There are several other reasons for Ireland's decline: time's passage has robbed the golden era side of not only key players, but of those who led the fight when their backs were to the wall. Trent Johnston and John Mooney never took a step back, no matter the opponent, but their replacements to date just don't have that fire in them.
The ticking clock has also dragged several players into their late 30s. And if their imminent heirs are undercooked, that is because Ireland just didn't get enough big games over the last decade, and when they did they were too important to allow experiments.
One current player, who asked not to be named, insisted that problem stems from 2011-'15 when Simmons failed to identify and bring on the talent that would have ensured a better future.
The reality now is that Ireland are about to embark on a great adventure in Tests - and a hugely increased programme of ODIs - with their weakest playing strength of the professional era.
Bracewell has tried to tamp down the over-excited supporters who think because England were beaten at the 2011 World Cup they can be beaten again. "Everybody has high expectations and everybody wants to win," he said last week. "I don't have a problem with people wanting to win but we also have to face the reality that this is a very, very steep learning curve."

══════

_Task requirements_:
[1] Rewrite the passage on Irish cricket, beginning at "There are several" and stopping after "fire in them.", and put "grit" in place of "fire".
[2] Continue the passage on Irish cricket from its last sentence.
The rows that come next have no connection to the passage on Irish cricket.

══════

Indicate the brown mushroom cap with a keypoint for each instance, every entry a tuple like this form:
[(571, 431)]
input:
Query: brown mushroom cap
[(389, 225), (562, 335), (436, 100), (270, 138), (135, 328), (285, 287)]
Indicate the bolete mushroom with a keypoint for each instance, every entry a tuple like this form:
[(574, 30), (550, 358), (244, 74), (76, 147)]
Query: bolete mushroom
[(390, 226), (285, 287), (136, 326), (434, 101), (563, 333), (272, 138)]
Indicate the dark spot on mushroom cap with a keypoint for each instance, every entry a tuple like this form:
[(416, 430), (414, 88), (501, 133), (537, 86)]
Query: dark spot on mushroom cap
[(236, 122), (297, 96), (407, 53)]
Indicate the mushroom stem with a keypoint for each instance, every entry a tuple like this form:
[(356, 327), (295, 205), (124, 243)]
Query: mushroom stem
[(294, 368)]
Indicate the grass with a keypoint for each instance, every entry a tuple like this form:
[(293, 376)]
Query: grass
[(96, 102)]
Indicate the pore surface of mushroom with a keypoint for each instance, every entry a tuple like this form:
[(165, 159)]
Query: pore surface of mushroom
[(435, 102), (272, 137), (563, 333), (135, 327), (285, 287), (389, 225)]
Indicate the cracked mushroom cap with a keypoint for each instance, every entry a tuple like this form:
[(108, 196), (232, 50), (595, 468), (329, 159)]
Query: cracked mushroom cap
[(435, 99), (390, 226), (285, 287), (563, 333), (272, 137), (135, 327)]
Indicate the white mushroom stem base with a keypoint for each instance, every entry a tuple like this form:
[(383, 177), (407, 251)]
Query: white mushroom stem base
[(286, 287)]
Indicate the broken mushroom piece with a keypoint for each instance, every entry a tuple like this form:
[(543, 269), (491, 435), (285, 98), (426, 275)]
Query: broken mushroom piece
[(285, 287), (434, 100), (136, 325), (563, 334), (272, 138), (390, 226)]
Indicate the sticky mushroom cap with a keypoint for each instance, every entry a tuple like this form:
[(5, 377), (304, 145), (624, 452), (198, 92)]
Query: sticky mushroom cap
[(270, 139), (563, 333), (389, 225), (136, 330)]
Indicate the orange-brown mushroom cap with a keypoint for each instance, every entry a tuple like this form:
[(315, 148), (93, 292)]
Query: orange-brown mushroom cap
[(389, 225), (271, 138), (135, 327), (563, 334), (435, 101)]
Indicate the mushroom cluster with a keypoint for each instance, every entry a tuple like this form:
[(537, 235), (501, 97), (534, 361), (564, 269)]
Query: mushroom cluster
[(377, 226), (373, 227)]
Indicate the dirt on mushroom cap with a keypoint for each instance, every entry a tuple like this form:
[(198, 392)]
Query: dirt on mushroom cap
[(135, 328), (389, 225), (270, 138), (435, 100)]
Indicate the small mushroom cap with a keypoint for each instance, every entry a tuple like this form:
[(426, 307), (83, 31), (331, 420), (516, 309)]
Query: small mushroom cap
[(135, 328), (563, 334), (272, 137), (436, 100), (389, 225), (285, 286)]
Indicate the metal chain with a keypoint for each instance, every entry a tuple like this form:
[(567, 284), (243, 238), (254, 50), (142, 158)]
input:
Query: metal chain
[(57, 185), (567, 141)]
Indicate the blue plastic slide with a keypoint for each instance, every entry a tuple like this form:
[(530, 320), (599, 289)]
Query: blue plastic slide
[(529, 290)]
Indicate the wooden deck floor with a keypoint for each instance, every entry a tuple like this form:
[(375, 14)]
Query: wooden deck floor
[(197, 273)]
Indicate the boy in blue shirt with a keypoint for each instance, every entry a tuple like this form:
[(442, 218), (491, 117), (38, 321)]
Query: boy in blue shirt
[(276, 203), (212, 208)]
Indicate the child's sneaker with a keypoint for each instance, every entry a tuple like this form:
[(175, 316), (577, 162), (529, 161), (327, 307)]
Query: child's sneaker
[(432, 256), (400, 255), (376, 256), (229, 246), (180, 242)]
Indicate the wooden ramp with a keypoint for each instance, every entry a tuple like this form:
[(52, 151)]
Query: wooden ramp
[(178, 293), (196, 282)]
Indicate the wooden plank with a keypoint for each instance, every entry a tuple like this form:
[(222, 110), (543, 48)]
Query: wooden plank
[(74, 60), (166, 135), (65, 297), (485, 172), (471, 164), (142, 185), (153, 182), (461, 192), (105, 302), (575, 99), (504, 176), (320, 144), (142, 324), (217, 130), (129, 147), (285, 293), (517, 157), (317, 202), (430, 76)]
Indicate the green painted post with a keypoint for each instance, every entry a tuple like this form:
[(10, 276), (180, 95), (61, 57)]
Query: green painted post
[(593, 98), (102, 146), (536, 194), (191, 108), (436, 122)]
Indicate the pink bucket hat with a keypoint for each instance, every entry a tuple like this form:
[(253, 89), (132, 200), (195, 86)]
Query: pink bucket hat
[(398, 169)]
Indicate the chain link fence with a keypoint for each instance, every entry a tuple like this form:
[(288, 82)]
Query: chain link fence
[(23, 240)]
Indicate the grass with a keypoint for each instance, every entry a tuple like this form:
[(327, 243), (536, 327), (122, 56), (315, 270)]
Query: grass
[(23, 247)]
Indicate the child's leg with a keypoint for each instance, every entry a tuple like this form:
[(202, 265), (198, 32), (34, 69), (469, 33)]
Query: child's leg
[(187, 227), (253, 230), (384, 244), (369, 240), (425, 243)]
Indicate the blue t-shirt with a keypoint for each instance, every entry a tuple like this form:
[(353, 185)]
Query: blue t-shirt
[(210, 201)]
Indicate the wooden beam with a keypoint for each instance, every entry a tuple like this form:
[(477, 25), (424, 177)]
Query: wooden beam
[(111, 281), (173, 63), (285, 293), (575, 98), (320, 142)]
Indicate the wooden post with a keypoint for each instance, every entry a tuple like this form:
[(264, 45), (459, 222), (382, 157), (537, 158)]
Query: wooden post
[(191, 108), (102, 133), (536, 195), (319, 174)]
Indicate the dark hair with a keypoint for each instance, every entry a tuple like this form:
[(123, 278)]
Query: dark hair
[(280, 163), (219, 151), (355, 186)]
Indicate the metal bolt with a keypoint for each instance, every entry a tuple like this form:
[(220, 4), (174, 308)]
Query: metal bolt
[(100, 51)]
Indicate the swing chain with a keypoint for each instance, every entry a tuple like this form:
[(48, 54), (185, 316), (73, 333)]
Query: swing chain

══════

_Per-task outputs_:
[1]
There are several other reasons for Ireland's decline: time's passage has robbed the golden era side of not only key players, but of those who led the fight when their backs were to the wall. Trent Johnston and John Mooney never took a step back, no matter the opponent, but their replacements to date just don't have that grit in them.

[2]
England had an awful 2015 World Cup - beating only two Associates while Ireland took down West Indies and Zimbabwe. But the two years since has seen Eoin Morgan's side get their act together so well that they are joint favourites for next month's Champions Trophy. Ireland have gone in the other direction.
"We're probably weaker and more inexperienced than we were, and England have more strength in depth," offered Joyce after Friday's game. "We played with the weight of expectation on us that comes with all the games we're getting at the moment, and I don't think we played like that when we were underdogs. Maybe we should go back to playing that underdog way."
Also on Friday, Porterfield looked startled by one reporter's question which carried an implicit insult. "I'd never use the phrase 'out of our depth'," he replied. "I think we started off pretty positively, especially after winning the toss and batting. We just couldn't get a partnership going once we lost those two wickets. It's something we have to address before Sunday."
'Out of your depth' was over-the-top, but there's no doubt several of Ireland's batsmen, bowlers and fielders didn't look international class on Friday.
Besides the injured Boyd Rankin (whose replacement was Ireland's top performer) and the inexplicably-overlooked Barry McCarthy, that was close to the best team that could have been fielded, but loose shots and dropped catches ensured a strong England side had it easy.
In a results game, the men at the helm will live and die by their on-field record, and Bracewell, Porterfield and Holdsworth will be desperate to turn things around today, and in the tri-series with Bangladesh and New Zealand which kicks off in Malahide on Friday.
But as a priority they need to look at why a talented group of players are so seriously underperforming. The mental toughness that defined Irish sides of recent years has given way to an environment described by two current players as 'toxic'.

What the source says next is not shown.